[Given problem]
Turn these lines into a Markdown table with the columns "Row" and "Line," numbering each line and leaving out any blank lines. Include every line from all the items.
:: Data for processing ::
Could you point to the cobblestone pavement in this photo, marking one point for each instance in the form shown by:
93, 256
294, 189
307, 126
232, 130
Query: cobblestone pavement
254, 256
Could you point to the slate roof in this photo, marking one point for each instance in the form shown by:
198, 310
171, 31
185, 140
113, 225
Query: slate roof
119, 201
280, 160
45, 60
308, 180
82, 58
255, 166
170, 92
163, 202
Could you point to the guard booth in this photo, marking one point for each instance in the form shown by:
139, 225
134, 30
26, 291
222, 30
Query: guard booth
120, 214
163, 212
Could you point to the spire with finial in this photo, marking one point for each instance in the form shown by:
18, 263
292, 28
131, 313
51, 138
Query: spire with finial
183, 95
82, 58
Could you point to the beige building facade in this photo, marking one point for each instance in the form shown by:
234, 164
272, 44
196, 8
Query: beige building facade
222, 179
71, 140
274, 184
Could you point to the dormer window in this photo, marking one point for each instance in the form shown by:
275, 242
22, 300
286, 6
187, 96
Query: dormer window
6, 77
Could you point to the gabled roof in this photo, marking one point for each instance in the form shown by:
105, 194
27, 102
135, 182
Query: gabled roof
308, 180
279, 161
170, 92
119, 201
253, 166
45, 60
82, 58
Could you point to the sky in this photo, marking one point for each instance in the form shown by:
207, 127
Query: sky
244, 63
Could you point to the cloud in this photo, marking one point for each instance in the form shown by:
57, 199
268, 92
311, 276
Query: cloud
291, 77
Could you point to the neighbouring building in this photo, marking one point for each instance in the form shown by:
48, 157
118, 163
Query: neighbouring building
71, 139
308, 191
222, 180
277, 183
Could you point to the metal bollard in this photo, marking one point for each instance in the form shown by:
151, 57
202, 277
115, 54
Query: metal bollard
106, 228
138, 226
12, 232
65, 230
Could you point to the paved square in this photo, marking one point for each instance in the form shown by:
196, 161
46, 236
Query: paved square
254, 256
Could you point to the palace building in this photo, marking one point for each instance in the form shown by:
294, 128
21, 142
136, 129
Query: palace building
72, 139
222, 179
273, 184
:::
[Complete output]
| Row | Line |
|---|---|
| 1 | Could you point to the cobblestone pavement in this photo, marking one point for each instance in the form shown by: |
| 2 | 93, 256 |
| 3 | 294, 189 |
| 4 | 307, 126 |
| 5 | 232, 130 |
| 6 | Query: cobblestone pavement |
| 7 | 254, 256 |
| 8 | Could you point to the slate roof in this photo, marking one point for each instance in the form shown by: |
| 9 | 198, 310 |
| 10 | 171, 31 |
| 11 | 185, 140 |
| 12 | 113, 225 |
| 13 | Query: slate roof |
| 14 | 119, 201 |
| 15 | 280, 160 |
| 16 | 45, 60 |
| 17 | 308, 180 |
| 18 | 82, 58 |
| 19 | 255, 166 |
| 20 | 170, 92 |
| 21 | 163, 202 |
| 22 | Could you point to the guard booth in this photo, marking one point for each instance in the form shown by: |
| 23 | 139, 225 |
| 24 | 134, 30 |
| 25 | 26, 291 |
| 26 | 222, 30 |
| 27 | Query: guard booth |
| 28 | 120, 214 |
| 29 | 163, 212 |
| 30 | Could you point to the spire with finial in this photo, marking one point for each instance in the form shown by: |
| 31 | 18, 263 |
| 32 | 292, 28 |
| 33 | 131, 313 |
| 34 | 51, 138 |
| 35 | Query: spire with finial |
| 36 | 183, 95 |
| 37 | 82, 58 |
| 38 | Could you point to the beige building facade in this photo, marking one point for each instance in the form shown by: |
| 39 | 234, 164 |
| 40 | 272, 44 |
| 41 | 196, 8 |
| 42 | Query: beige building facade |
| 43 | 222, 179 |
| 44 | 71, 140 |
| 45 | 274, 184 |
| 46 | Could you point to the dormer window in this photo, marking one point for each instance in the form shown by: |
| 47 | 275, 242 |
| 48 | 22, 300 |
| 49 | 286, 6 |
| 50 | 187, 96 |
| 51 | Query: dormer window |
| 52 | 6, 77 |
| 53 | Could you point to the gabled roof in this photo, marking one point for each instance in the form shown by: |
| 54 | 105, 194 |
| 55 | 27, 102 |
| 56 | 135, 182 |
| 57 | Query: gabled roof |
| 58 | 308, 180 |
| 59 | 279, 161 |
| 60 | 170, 92 |
| 61 | 119, 201 |
| 62 | 253, 166 |
| 63 | 45, 60 |
| 64 | 82, 58 |
| 65 | Could you point to the sky in this photo, marking one point for each instance in the form shown by: |
| 66 | 207, 127 |
| 67 | Query: sky |
| 68 | 244, 63 |
| 69 | Could you point to the cloud in this photo, marking one point for each instance in the form shown by: |
| 70 | 57, 199 |
| 71 | 268, 92 |
| 72 | 311, 276 |
| 73 | Query: cloud |
| 74 | 291, 77 |
| 75 | Could you point to the neighbouring building in this photo, marking one point for each instance in the form shown by: |
| 76 | 48, 157 |
| 77 | 118, 163 |
| 78 | Query: neighbouring building |
| 79 | 71, 139 |
| 80 | 308, 191 |
| 81 | 222, 180 |
| 82 | 277, 183 |
| 83 | Could you point to the metal bollard in this photo, marking one point for each instance in the form shown by: |
| 84 | 151, 57 |
| 85 | 202, 277 |
| 86 | 115, 54 |
| 87 | Query: metal bollard |
| 88 | 106, 228 |
| 89 | 138, 226 |
| 90 | 12, 232 |
| 91 | 65, 230 |
| 92 | Could you point to the paved square in this photo, marking one point for each instance in the form shown by: |
| 93 | 196, 161 |
| 94 | 46, 236 |
| 95 | Query: paved square |
| 96 | 254, 256 |
| 97 | Could you point to the palace building in this photo, marking one point for each instance in the form shown by: |
| 98 | 294, 128 |
| 99 | 21, 142 |
| 100 | 136, 129 |
| 101 | Query: palace building |
| 102 | 72, 139 |
| 103 | 222, 179 |
| 104 | 273, 184 |